* Fragmento del documento
========

Ascensión del Señor
Ciclo B
LECTIO
Primera lectura: Hechos de los Apóstoles 1,1-11
1 Ya traté en mi primer libro, querido Teófilo, de todo lo que Jesús hizo y enseñó desde el principio 2 hasta el día en que subió al cielo, después de haber dado sus instrucciones bajo la acción del Espíritu Santo a los apóstoles que había escogido.
3 Después de su pasión, Jesús se les presentó con muchas y evidentes pruebas de que estaba vivo, apareciéndoseles durante cuarenta días y hablándoles del Reino de Dios.
4 Un día, mientras comían juntos, les ordenó:
— No salgáis de Jerusalén; aguardad más bien la promesa que os hice de parte del Padre; 5 porque Juan bautizó con agua, pero vosotros seréis bautizados con Espíritu Santo dentro de pocos días.
6 Los que le acompañaban le preguntaron:
— Señor, ¿vas a restablecer ahora el reino de Israel?
7 El les dijo:
— No os toca a vosotros conocer los tiempos o momentos que el Padre ha fijado con su poder. 8 Vosotros recibiréis la fuerza del Espíritu Santo, que vendrá sobre vosotros, y seréis mis testigos en Jerusalén, en toda Judea, en Samaria y hasta los confines de la tierra.
9 Después de decir esto, lo vieron elevarse, hasta que una nube lo ocultó de su vista. 10 Mientras estaban mirando atentamente al cielo viendo cómo se marchaba, se acercaron dos hombres con vestidos blancos 11 y les dijeron:
— Galileos, ¿por qué seguís mirando al cielo? Este Jesús que acaba de subir de vuestro lado al cielo vendrá como lo habéis visto marcharse.

========

* Conjunto de datos
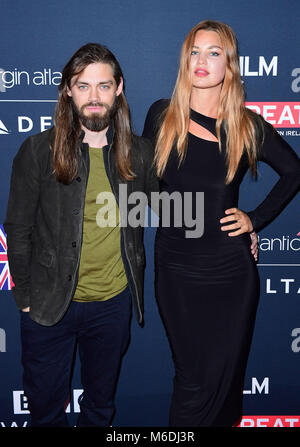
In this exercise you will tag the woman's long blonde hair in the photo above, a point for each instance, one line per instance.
(240, 124)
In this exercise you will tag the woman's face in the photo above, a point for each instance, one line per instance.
(208, 61)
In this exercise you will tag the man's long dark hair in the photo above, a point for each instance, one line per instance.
(67, 124)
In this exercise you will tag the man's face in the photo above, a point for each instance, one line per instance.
(94, 93)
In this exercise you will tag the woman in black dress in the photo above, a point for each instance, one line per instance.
(207, 288)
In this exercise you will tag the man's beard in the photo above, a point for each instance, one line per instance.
(96, 121)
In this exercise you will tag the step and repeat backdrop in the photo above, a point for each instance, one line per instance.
(37, 39)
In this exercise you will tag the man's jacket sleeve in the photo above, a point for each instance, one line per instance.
(20, 219)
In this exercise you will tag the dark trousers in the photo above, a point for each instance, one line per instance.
(101, 331)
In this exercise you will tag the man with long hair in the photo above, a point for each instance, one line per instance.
(75, 280)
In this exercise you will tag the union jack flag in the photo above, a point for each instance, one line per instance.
(6, 282)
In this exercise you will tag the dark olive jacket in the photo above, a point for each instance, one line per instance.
(44, 224)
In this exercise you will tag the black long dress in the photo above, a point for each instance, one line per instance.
(207, 288)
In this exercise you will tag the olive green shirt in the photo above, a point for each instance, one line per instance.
(101, 270)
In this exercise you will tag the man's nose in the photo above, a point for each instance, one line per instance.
(94, 94)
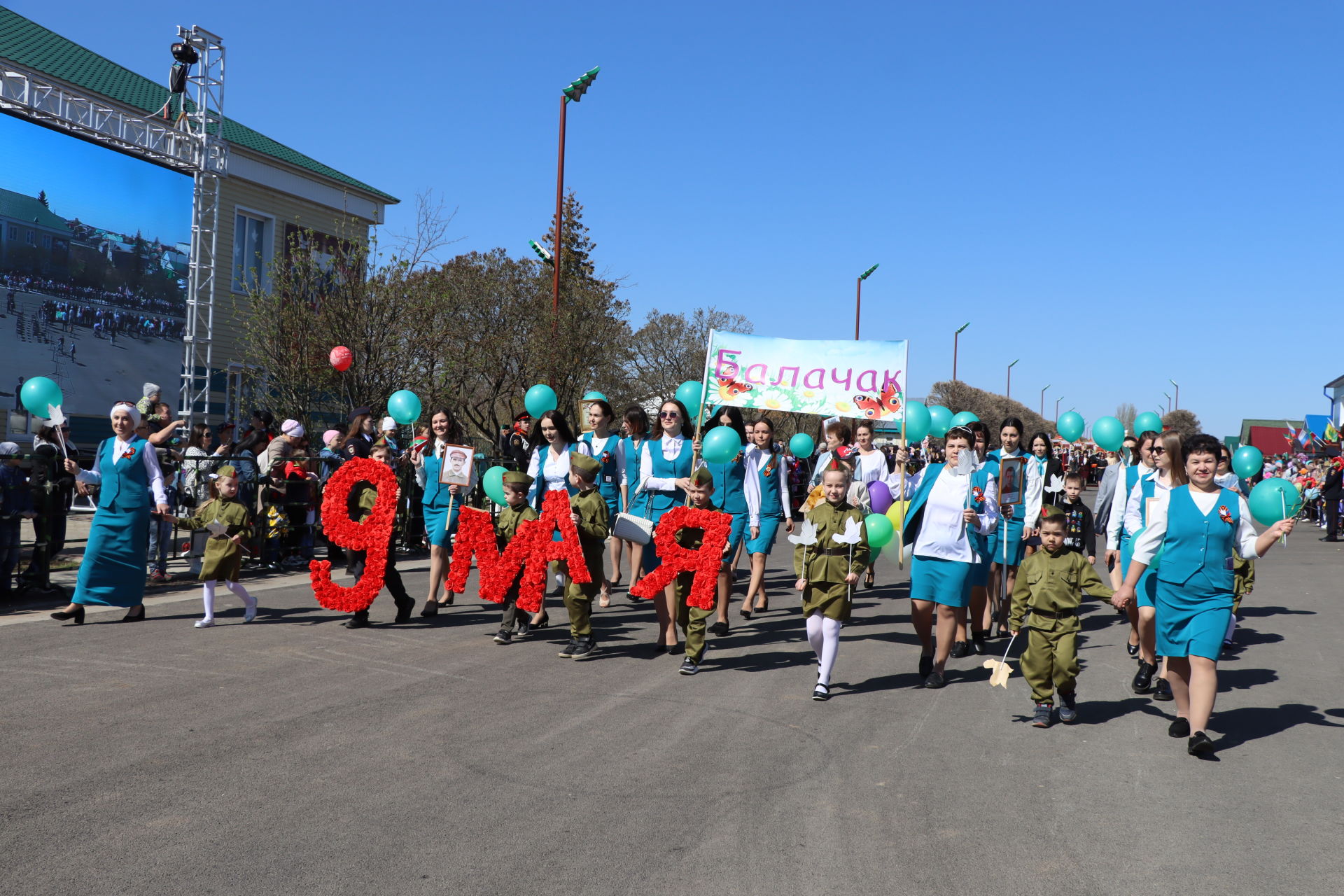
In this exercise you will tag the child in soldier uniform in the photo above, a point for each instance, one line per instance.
(828, 570)
(588, 511)
(1050, 586)
(515, 512)
(692, 620)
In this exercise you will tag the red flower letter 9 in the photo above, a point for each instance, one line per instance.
(371, 536)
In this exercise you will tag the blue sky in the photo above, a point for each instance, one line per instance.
(1117, 194)
(102, 188)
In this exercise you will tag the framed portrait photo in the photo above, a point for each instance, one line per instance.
(456, 466)
(1011, 480)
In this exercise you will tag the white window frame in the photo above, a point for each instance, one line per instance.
(235, 279)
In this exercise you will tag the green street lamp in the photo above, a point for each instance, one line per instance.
(858, 298)
(955, 349)
(569, 94)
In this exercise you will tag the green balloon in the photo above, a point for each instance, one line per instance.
(493, 485)
(940, 421)
(879, 530)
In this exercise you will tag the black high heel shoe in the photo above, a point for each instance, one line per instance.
(77, 614)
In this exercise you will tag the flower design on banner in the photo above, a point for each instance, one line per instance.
(704, 562)
(372, 535)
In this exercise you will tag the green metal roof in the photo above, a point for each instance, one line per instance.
(29, 210)
(29, 43)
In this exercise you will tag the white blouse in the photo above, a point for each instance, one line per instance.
(671, 451)
(147, 456)
(755, 458)
(942, 533)
(1151, 539)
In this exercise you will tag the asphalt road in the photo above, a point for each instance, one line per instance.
(298, 757)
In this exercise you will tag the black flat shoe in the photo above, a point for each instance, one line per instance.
(1199, 745)
(77, 614)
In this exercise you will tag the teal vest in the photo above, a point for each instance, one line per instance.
(1198, 548)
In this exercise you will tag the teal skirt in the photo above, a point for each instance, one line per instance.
(112, 573)
(946, 582)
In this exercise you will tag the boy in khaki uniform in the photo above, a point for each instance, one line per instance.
(694, 620)
(588, 511)
(514, 514)
(1050, 587)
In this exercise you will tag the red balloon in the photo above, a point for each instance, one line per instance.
(342, 358)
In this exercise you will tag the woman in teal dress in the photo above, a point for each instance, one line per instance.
(441, 504)
(1195, 527)
(112, 573)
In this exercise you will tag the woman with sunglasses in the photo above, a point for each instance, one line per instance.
(1168, 458)
(666, 463)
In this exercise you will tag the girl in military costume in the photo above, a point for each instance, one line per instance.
(828, 570)
(230, 523)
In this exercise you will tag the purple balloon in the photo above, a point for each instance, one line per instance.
(879, 496)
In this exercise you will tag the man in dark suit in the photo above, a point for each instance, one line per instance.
(1332, 491)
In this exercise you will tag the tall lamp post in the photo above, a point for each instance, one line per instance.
(955, 336)
(858, 298)
(573, 93)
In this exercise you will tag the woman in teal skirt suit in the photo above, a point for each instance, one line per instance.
(1195, 528)
(441, 504)
(112, 573)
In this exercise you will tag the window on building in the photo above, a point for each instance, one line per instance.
(253, 238)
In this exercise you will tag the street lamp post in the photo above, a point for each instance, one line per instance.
(573, 93)
(955, 336)
(858, 298)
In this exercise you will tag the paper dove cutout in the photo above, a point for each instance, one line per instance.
(853, 532)
(999, 679)
(806, 533)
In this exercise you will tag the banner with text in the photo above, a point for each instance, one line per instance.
(832, 378)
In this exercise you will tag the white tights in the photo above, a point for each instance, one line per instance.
(824, 637)
(209, 597)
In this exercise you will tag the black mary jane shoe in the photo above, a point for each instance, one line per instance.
(1199, 745)
(77, 614)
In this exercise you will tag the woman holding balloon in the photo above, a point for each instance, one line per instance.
(1195, 527)
(441, 504)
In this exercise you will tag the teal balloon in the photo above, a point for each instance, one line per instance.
(1148, 421)
(38, 393)
(879, 530)
(539, 399)
(1109, 434)
(403, 406)
(1070, 426)
(940, 421)
(692, 396)
(918, 422)
(965, 416)
(1247, 461)
(1275, 500)
(721, 445)
(493, 484)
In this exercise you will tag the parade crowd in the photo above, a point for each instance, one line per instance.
(992, 522)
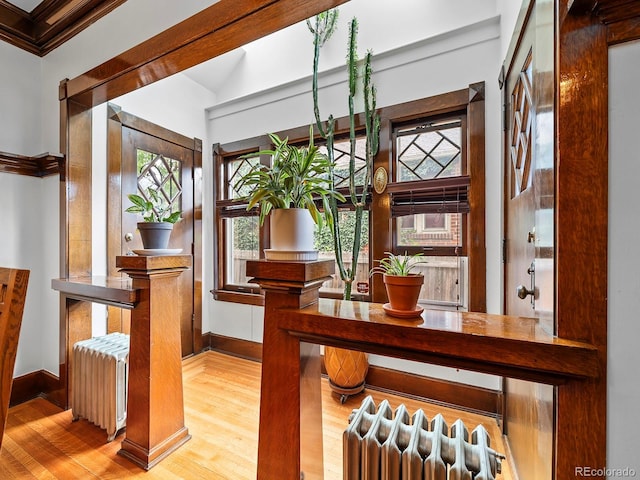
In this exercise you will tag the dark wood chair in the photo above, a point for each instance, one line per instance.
(13, 290)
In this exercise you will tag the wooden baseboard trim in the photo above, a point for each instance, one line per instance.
(450, 394)
(33, 385)
(444, 392)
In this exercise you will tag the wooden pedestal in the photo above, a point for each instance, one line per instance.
(155, 408)
(290, 393)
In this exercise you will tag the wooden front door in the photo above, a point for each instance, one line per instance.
(529, 277)
(143, 155)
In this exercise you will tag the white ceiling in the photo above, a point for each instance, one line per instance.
(26, 5)
(215, 72)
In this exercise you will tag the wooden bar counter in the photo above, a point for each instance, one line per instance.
(295, 318)
(155, 407)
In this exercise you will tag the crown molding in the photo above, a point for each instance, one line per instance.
(51, 23)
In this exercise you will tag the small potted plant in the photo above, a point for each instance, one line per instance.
(402, 285)
(158, 219)
(289, 192)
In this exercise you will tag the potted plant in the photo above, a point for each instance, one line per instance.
(158, 219)
(402, 285)
(289, 191)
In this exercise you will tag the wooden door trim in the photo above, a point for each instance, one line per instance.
(116, 120)
(581, 169)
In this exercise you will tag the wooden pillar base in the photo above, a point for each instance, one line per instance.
(155, 407)
(148, 458)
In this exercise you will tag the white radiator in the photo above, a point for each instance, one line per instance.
(100, 373)
(379, 445)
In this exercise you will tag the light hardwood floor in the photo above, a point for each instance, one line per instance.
(221, 411)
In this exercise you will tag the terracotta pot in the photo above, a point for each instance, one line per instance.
(403, 291)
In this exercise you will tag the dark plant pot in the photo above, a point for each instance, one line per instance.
(403, 291)
(155, 235)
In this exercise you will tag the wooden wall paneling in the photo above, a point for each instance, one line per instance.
(476, 235)
(41, 165)
(581, 229)
(198, 193)
(118, 320)
(75, 231)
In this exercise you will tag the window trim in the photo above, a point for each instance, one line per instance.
(468, 100)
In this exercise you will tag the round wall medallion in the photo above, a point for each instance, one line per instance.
(380, 179)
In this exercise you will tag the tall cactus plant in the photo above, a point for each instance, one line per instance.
(322, 28)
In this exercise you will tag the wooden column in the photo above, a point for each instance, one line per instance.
(155, 407)
(290, 397)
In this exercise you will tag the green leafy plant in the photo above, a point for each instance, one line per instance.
(297, 178)
(153, 209)
(398, 265)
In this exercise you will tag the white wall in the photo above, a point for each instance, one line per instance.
(111, 35)
(23, 208)
(623, 355)
(443, 56)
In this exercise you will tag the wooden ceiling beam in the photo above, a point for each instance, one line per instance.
(51, 23)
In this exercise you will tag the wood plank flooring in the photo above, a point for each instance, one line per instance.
(221, 395)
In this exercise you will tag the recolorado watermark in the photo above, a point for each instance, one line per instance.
(605, 472)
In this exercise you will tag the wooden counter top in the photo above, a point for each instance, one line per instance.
(497, 344)
(116, 291)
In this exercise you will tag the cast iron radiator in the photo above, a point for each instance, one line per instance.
(100, 372)
(378, 445)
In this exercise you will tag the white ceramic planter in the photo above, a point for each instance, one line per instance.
(291, 235)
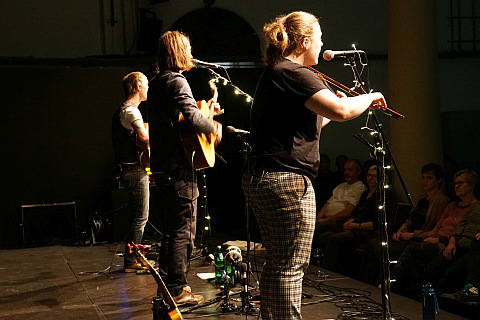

========

* Ejercicio 1
Filtre el listado y copie cada línea en la que aparezca la palabra "tall", respetando mayúsculas y minúsculas.
* Ejercicio 2
Prolongue la lectura sobre la Ascensión a partir de su última oración.
El listado no guarda relación alguna con la lectura sobre la Ascensión.

* Respuesta esperada 1
In this exercise you will tag the tall lamp post in the photo above, a point for each instance, one line per instance.
In this exercise you will tag the tall cactus plant in the photo above, a point for each instance, one line per instance.

* Respuesta esperada 2
Este breve prólogo une el libro de los Hechos de los Apóstoles al evangelio
según san Lucas, como la segunda parte («discurso», v 1 al pie de la
letra) de un mismo escrito y ofrece una síntesis del cuadro del ministerio
terreno de Jesús (vv. 1-3). Se trata de un resumen que contiene preciosas
indicaciones: Lucas quiere subrayar, en efecto, que los apóstoles, elegidos en
el Espíritu, son testigos de toda la obra, enseñanza, pasión y resurrección de
Jesús, y depositarios de las instrucciones particulares dadas por el Resucitado
antes de su ascensión al cielo. Su autoridad, por consiguiente, ha sido querida
por el Señor, que los ha puesto como fundamento de la Iglesia de todos los
tiempos (Ef 2,20; Ap 12,14). Jesús muestra tener un designio que escapa a los
suyos (vv. 6s). El Reino de Dios del que habla (v 3b) no coincide con el reino
mesiánico de Israel; los tiempos o momentos de su cumplimiento sólo el Padre los
conoce. Sus fronteras son «los confines de la tierra» (vv. 7s).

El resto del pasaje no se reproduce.